На присутствие Рая русскому человеку указывает улыбка солнышка, выглянувшего из-за тяжелой дождевой тучи. Свою модель Рая русскому человеку не надо строить из каких-то земных материалов на земной же поверхности. Появление в небе солнечного диска уже указывает, что Рай — есть. И есть он там, где Солнце всевластно, где не бывает ночи. По преданию, изученному, правда, больше германцами, чем нами, такая земля и вправду существовала. Это — погибший континент, некогда возвышавшийся над Ледовитым Океаном в ту пору, когда он еще не был ледовитым. По-гречески та земля зовется Гипербореей, по-немецки — Туле, по-русски — Ирием. Память о ней звала к себе наших предков, и они в самом дел населили земли, практически непригодные для жизни.

Русская наука начала 20 века, ее можно назвать — солнечной. Ибо большинство ученых того поколения изучали жизнь Солнца и ее влияние на жизнь людей. Вернадский, Чижевский, наконец — Гумилев. Связь солнечной активности с состоянием мыслительной и физиологической деятельности человека, с процессами в обществе, и, наконец — с рождением новых народов и умиранием старых, с расширением и сжатием жизненного пространства цивилизаций. Именно русской наукой было найдено множество связей между жизнью светила и жизнью Земли. В Крыму, то есть в сердцевине государства скифов, была построена первая в мире солнечная обсерватория.

Из ученых, чья работа была связана с изучением отношений людей и светила, следует выделить К.Э. Циолковского. Создание теории космонавтики привело к возможности полета живых людей в сторону Светила. То есть — к постижению космического Рая.

- ИСХОДНЫЕ ДАННЫЕ
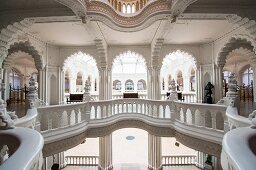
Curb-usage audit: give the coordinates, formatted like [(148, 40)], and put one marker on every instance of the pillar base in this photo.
[(153, 168), (110, 167)]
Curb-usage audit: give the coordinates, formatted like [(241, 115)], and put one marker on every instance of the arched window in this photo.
[(179, 81), (124, 8), (14, 79), (115, 3), (119, 7), (129, 9), (133, 8), (66, 82), (247, 77), (141, 4), (129, 85), (117, 85), (137, 6), (141, 85), (79, 82), (192, 80)]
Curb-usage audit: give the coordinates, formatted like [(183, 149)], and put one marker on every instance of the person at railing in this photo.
[(208, 93), (55, 166)]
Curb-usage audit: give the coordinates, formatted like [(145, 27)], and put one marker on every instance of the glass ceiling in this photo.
[(81, 62), (129, 62), (177, 60)]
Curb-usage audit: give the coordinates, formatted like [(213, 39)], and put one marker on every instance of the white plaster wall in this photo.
[(114, 51)]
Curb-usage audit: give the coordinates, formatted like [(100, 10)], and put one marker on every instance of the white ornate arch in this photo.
[(25, 47), (75, 62), (127, 54), (236, 42)]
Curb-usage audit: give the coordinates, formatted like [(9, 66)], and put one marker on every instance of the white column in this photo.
[(199, 84), (219, 89), (103, 84), (254, 82), (61, 86), (149, 83), (155, 152), (110, 84), (105, 152), (72, 84), (186, 83), (156, 88)]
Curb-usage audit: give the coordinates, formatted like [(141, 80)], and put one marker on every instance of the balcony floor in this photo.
[(132, 168)]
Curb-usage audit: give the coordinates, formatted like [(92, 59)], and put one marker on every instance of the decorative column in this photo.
[(156, 89), (103, 83), (105, 155), (199, 83), (186, 83), (219, 88), (155, 152), (72, 84), (32, 96), (253, 66), (87, 96), (149, 82), (61, 86)]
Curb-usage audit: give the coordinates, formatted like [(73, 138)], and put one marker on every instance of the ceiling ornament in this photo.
[(77, 6)]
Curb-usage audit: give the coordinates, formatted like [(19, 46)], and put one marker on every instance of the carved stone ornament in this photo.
[(173, 93), (252, 117), (87, 95), (5, 120), (3, 153)]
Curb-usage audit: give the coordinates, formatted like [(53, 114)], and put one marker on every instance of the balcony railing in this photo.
[(179, 160), (82, 160)]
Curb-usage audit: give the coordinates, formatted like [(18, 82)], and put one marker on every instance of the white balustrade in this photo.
[(25, 148), (179, 160), (82, 160), (206, 115), (53, 117), (153, 108), (238, 149), (189, 97)]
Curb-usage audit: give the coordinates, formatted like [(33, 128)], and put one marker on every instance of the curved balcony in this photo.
[(199, 126), (18, 142)]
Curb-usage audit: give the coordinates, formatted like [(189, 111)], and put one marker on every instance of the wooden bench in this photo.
[(75, 98)]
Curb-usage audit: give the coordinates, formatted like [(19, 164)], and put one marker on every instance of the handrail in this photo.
[(235, 120), (28, 153), (237, 152), (28, 120), (179, 160), (82, 160)]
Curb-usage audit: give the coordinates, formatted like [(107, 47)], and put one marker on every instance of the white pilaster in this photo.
[(105, 153), (155, 153)]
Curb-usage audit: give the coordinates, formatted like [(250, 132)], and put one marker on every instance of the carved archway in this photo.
[(27, 48)]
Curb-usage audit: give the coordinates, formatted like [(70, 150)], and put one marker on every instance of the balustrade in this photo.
[(52, 117), (179, 160), (189, 97), (103, 109), (211, 116), (82, 160)]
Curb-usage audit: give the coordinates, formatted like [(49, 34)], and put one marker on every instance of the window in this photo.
[(247, 77), (129, 85)]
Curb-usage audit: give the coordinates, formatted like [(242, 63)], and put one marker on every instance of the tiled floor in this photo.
[(126, 167)]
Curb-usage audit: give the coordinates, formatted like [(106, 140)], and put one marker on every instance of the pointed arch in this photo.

- УСЛОВИЕ ЗАДАНИЯ
Пожалуйста, воспроизведите дословно фрагмент приведённого текста: всё от слов «Русская наука начала» и вплоть до слов «постижению космического Рая.». Строки здесь никакой роли не играют.

- ОТВЕТ К ЗАДАНИЮ
Русская наука начала 20 века, ее можно назвать — солнечной. Ибо большинство ученых того поколения изучали жизнь Солнца и ее влияние на жизнь людей. Вернадский, Чижевский, наконец — Гумилев. Связь солнечной активности с состоянием мыслительной и физиологической деятельности человека, с процессами в обществе, и, наконец — с рождением новых народов и умиранием старых, с расширением и сжатием жизненного пространства цивилизаций. Именно русской наукой было найдено множество связей между жизнью светила и жизнью Земли. В Крыму, то есть в сердцевине государства скифов, была построена первая в мире солнечная обсерватория.

Из ученых, чья работа была связана с изучением отношений людей и светила, следует выделить К.Э. Циолковского. Создание теории космонавтики привело к возможности полета живых людей в сторону Светила. То есть — к постижению космического Рая.